▶ [WHAT IS NEEDED]: State how many lines in the items below contain the string "tree", matching case exactly. Give only the number.

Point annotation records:
<<<<
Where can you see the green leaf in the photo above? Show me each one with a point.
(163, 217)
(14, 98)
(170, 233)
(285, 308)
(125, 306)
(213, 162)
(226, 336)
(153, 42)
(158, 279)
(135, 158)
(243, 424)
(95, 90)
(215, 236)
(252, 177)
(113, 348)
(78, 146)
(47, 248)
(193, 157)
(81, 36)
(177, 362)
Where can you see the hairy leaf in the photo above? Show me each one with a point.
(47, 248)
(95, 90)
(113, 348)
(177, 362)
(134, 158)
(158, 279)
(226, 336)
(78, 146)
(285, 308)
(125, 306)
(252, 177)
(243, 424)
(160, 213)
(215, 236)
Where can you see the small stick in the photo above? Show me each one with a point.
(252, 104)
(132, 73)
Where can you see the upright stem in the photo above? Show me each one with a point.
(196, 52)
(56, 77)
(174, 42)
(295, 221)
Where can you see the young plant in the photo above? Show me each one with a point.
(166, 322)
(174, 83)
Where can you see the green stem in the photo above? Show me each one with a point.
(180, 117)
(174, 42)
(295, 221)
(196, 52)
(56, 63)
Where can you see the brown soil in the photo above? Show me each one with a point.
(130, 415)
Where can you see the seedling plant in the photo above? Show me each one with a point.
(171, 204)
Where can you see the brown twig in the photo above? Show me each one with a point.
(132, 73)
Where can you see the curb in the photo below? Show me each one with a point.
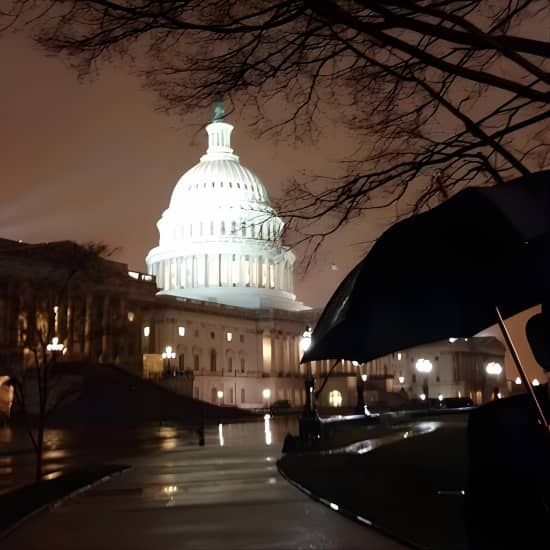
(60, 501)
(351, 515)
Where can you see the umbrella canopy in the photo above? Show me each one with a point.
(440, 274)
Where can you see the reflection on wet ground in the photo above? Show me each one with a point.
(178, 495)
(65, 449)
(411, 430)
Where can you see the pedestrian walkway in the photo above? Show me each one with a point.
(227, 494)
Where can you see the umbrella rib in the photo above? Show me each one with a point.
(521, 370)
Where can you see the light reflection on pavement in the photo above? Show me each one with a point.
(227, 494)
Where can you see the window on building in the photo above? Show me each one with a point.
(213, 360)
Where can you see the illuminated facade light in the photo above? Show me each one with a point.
>>>>
<<<<
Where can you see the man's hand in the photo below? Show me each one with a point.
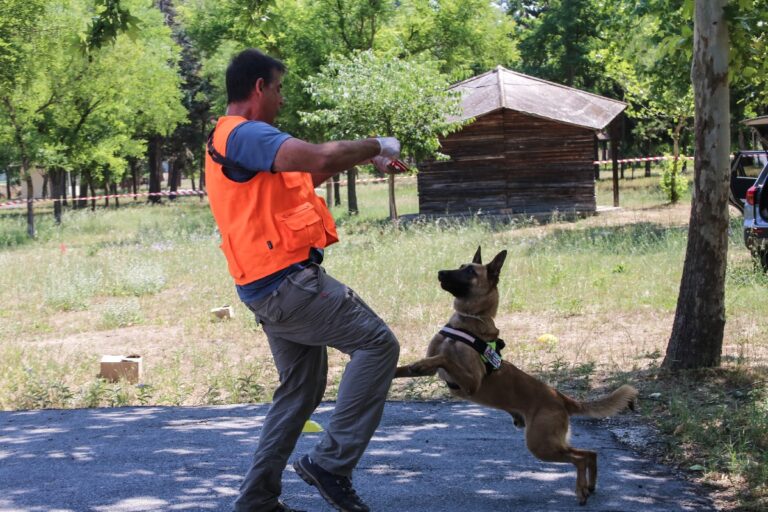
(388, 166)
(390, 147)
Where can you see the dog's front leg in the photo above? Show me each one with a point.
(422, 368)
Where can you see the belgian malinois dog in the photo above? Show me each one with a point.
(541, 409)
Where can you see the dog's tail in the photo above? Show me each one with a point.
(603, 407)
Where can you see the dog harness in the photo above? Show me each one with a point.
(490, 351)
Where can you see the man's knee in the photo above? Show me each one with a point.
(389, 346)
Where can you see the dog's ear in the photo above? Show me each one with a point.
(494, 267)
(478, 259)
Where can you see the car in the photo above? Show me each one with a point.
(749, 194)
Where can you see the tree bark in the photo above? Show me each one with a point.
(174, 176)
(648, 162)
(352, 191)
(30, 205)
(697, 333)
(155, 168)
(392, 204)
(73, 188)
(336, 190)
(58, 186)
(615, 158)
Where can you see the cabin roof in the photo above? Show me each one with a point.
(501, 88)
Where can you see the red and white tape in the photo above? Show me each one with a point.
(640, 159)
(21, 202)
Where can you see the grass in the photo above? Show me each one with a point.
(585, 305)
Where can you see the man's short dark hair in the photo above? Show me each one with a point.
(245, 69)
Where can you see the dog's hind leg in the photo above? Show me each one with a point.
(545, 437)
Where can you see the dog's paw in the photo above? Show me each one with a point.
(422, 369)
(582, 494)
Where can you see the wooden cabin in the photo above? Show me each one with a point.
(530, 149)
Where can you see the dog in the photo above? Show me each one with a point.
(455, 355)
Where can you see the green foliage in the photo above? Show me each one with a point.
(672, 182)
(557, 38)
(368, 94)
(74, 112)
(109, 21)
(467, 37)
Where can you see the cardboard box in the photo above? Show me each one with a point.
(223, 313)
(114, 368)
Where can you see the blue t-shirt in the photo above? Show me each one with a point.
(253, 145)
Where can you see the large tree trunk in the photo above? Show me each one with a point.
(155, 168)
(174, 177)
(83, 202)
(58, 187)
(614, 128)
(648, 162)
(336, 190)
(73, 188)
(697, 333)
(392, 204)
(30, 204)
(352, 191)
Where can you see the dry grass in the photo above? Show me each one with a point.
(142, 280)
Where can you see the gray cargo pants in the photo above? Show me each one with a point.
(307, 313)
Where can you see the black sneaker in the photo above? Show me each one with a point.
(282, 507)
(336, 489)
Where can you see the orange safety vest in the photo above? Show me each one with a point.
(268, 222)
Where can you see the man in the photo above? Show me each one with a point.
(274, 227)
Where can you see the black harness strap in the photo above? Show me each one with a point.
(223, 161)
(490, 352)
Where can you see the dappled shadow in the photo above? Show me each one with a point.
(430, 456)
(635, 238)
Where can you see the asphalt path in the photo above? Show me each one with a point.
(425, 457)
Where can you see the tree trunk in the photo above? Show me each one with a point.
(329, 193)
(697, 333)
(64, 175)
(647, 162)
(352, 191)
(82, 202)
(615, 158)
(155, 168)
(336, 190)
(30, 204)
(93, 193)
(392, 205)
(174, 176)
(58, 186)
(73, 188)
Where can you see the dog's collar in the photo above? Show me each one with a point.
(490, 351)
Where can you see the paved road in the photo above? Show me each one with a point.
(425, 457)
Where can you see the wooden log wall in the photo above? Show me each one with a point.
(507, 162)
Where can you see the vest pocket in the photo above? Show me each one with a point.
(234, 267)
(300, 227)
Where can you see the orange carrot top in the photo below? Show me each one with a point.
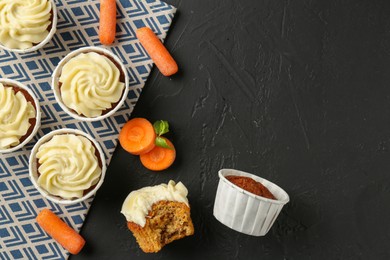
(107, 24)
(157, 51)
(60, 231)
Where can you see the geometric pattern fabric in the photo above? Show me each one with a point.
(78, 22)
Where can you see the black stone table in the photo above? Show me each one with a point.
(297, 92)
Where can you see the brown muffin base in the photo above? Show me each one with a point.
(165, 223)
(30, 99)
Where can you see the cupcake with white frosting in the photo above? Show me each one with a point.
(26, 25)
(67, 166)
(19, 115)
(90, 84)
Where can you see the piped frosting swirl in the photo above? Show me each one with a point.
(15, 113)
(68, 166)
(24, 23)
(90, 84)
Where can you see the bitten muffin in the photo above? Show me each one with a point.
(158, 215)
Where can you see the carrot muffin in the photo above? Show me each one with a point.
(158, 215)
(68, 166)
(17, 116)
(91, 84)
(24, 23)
>>>>
▶ [EXERCISE RESPONSE]: 3